§ **AUFGABE 1**:
Beantworte diese Fragen zum Forenthread:
(a) Welche drei benannten Spalten enthält die kleine Übersicht im Eröffnungsbeitrag?
(b) An welchem Datum schrieb hempsmoker seinen Beitrag?
(c) Welche Größe hat laut dem zitierten Text die verbaute Platte?

§ **VORLIEGENDER AUSZUG**:
• • •

Ein Sammelthread mit Linksammlungen sollen hier auch entstehen....

Quasi mit kleiner Übersicht:

PS3 Modell | Festplatte | Software| ???

Was fällt euch noch so ein?


----------



## in-vino-veritas (22. Oktober 2009)

Platzhalter 1


----------



## in-vino-veritas (22. Oktober 2009)

Platzhalter 2


----------



## hempsmoker (24. Oktober 2009)

in-vino-veritas schrieb:


> ...
> 
> Wie sieht es denn mit der Sicherung der Daten aus, die auf der verbauten 120GB Paltte sind? Die Firmware bietet zwar eine Datensicherung und co. an, aber wie soll das Ganze funktionieren? Wo wird die Sicherung gespeichert? Doch bestimmt auf der 120er oder? Will nämlich Alles auf die neue Paltte portieren!?

• • •

§ **GEGEBENE DATEN**:

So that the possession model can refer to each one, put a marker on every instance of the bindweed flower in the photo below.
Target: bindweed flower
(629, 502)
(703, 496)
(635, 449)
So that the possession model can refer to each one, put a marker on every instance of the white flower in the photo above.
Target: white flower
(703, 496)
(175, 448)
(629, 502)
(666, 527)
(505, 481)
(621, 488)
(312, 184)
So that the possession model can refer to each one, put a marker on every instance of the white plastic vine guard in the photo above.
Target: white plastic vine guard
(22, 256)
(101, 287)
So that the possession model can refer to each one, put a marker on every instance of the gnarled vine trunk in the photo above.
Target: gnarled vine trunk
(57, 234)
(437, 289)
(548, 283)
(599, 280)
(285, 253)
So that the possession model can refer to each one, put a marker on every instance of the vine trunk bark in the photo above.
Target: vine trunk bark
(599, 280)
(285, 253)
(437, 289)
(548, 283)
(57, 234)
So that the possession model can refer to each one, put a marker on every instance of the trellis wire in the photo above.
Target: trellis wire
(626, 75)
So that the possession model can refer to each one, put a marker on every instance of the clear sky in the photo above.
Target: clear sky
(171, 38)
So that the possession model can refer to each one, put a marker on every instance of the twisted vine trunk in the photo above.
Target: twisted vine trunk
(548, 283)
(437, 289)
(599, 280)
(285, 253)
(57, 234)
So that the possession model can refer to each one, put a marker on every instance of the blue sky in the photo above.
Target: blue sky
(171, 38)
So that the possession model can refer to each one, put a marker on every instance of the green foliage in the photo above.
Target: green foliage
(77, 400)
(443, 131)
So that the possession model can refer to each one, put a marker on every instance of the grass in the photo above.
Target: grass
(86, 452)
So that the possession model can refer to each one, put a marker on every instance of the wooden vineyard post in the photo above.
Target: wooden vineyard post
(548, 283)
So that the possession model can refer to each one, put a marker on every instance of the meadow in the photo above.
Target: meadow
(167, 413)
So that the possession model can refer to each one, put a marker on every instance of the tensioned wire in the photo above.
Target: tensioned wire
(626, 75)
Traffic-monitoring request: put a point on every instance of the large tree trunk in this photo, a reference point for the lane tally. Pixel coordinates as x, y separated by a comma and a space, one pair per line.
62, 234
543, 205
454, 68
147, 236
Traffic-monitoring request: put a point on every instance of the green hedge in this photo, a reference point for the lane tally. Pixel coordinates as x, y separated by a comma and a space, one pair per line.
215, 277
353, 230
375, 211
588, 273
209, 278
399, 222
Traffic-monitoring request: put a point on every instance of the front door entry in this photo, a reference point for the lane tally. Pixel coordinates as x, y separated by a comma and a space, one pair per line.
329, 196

• • •

§ **AUFGABE 2**: Wandle die Einträge, beginnend mit der Zeile, die „tensioned wire in the photo above.“ enthält, und endend mit dem letzten Eintrag, in eine zweispaltige CSV mit den Spalten „Eingabe“ und „Ausgabe“ um. Jeder Eintrag wird eine Zeile, Text und Antwort stehen je in einem Feld in Anführungszeichen, Zeilenumbrüche werden zu Leerzeichen.

§ **VOLLSTÄNDIGE LÖSUNG 1**:
(a) PS3 Modell, Festplatte, Software
(b) 24. Oktober 2009
(c) 120GB

§ **VOLLSTÄNDIGE LÖSUNG 2**:
Eingabe,Ausgabe
"So that the possession model can refer to each one, put a marker on every instance of the tensioned wire in the photo above. Target: tensioned wire","(626, 75)"
"Traffic-monitoring request: put a point on every instance of the large tree trunk in this photo, a reference point for the lane tally. Pixel coordinates as x, y separated by a comma and a space, one pair per line.","62, 234 543, 205 454, 68 147, 236"
"Traffic-monitoring request: put a point on every instance of the green hedge in this photo, a reference point for the lane tally. Pixel coordinates as x, y separated by a comma and a space, one pair per line.","215, 277 353, 230 375, 211 588, 273 209, 278 399, 222"
"Traffic-monitoring request: put a point on every instance of the front door entry in this photo, a reference point for the lane tally. Pixel coordinates as x, y separated by a comma and a space, one pair per line.","329, 196"